SET TASK → Rewrite each of the items below as a JSON list of strings, one string per line, leaving out blank lines.
** START OF EXERCISE MATERIAL **
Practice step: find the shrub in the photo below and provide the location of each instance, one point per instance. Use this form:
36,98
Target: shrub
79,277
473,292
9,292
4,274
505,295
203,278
** END OF EXERCISE MATERIAL **
RESULT BELOW →
[
  "Practice step: find the shrub in the photo below and provide the location of each instance, one point per instance. Use this form:",
  "36,98",
  "Target: shrub",
  "79,277",
  "473,292",
  "9,292",
  "4,274",
  "505,295",
  "203,278"
]